:: WHAT YOU WILL DO ::
(A) Decide whether each statement agrees with the article about GoMicro: (i) in experiments, the GoMicro AI App was more than 90 per cent accurate; (ii) Dr Krish visited a tea broker in Kandy; (iii) the Tensorflow AI-engine was first developed by Google. Answer yes or no for each and quote the deciding words.
(B) Swap "tea broker" for "tea merchant" and write out the article about GoMicro between "When put to" and "and a half.", inclusive.
(C) According to the article about GoMicro, where and when will the GoMicro AI App be launched?

There’s something brewing at the New Venture Institute, within Flinders at Tonsley. Start-up GoMicro is using artificial intelligence to read tea leaves and pick a better blend.

GoMicro CEO and founder Sivam Krish with a selection of tea from Sri Lanka.
GoMicro CEO and founder Sivam Krish with a selection of tea from Sri Lanka.

Reading tea leaves to pick the best blend for a perfect brew is a skill that smartphones can learn using artificial intelligence, says the founder of Adelaide start-up GoMicro.

Originally from Sri Lanka, where he “grew up drinking good tea”, Dr Sivam Krish was always disappointed by the tea available in Australia.

“Waking my wife up with a bad cup of tea is something I would like to avoid,” he said.

“It is certainly one of those problems worth solving.”

The GoMicro attachment turns a smartphone camera into a microscope, which can be used to take magnified photos of tea leaves.

Software uses artificial intelligence to learn what the different shapes, colours and textures mean in order to classify the leaves.

When put to the test in experiments at the New Venture Institute, within Flinders at Tonsley, Dr Krish said the latest GoMicro AI App achieved greater than 90 per cent accuracy.

“AI can assess the texture, colour and distribution of tea leaves,” he said.

“I have reasons to believe that it can do a much better job at delivering ‘better tasting tea’ to end consumers, without the convoluted process of a series of people making on judgments on behalf of what others may like.”

When Dr Krish recently visited a tea broker in Colombo, the capital of Sri Lanka, he learnt that tea is bought, assessed and sold by a process that seems to have hardly changed over a century and a half.

“Tea is bought from various regional factories assessed by tea tasters and sold in an auction,” he said. “It is then blended based on the guesswork of tea companies.”

Dr Krish and co-founder Jarrad Law will launch the GoMicro AI App next week in Melbourne at the Asia Pacific’s largest agrifood technology event, “evokeAG” (February 18 to 19).

Reading the leaves is just one of many applications in agriculture and the food industry. Other applications include assessing the quality of fresh produce such as ripening fruit, or identifying pests and diseases.

Dr Krish believes it is an “exciting time” for the technology, which “puts expertise in the hands of everybody”.

The researchers used freely available “open source” software known as a Tensorflow AI-engine that was originally developed by Google.

They plan to make the App free to users who wish to develop new applications and then charge a fee when they are ready to deploy the technology.

:: PROVIDED RECORDS ::
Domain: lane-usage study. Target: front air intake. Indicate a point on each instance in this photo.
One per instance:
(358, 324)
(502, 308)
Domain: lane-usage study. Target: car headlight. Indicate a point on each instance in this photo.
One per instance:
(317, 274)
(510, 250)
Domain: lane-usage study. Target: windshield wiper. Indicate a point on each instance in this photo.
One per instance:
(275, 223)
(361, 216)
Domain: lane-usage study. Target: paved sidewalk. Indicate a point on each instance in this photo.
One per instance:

:: SOLUTIONS TO EACH TASK ::
(A)
(i) Yes: "the latest GoMicro AI App achieved greater than 90 per cent accuracy."
(ii) No: "Dr Krish recently visited a tea broker in Colombo, the capital of Sri Lanka."
(iii) Yes: "a Tensorflow AI-engine that was originally developed by Google."

(B)
When put to the test in experiments at the New Venture Institute, within Flinders at Tonsley, Dr Krish said the latest GoMicro AI App achieved greater than 90 per cent accuracy.

“AI can assess the texture, colour and distribution of tea leaves,” he said.

“I have reasons to believe that it can do a much better job at delivering ‘better tasting tea’ to end consumers, without the convoluted process of a series of people making on judgments on behalf of what others may like.”

When Dr Krish recently visited a tea merchant in Colombo, the capital of Sri Lanka, he learnt that tea is bought, assessed and sold by a process that seems to have hardly changed over a century and a half.

(C) Next week in Melbourne at the agrifood technology event "evokeAG" (February 18 to 19).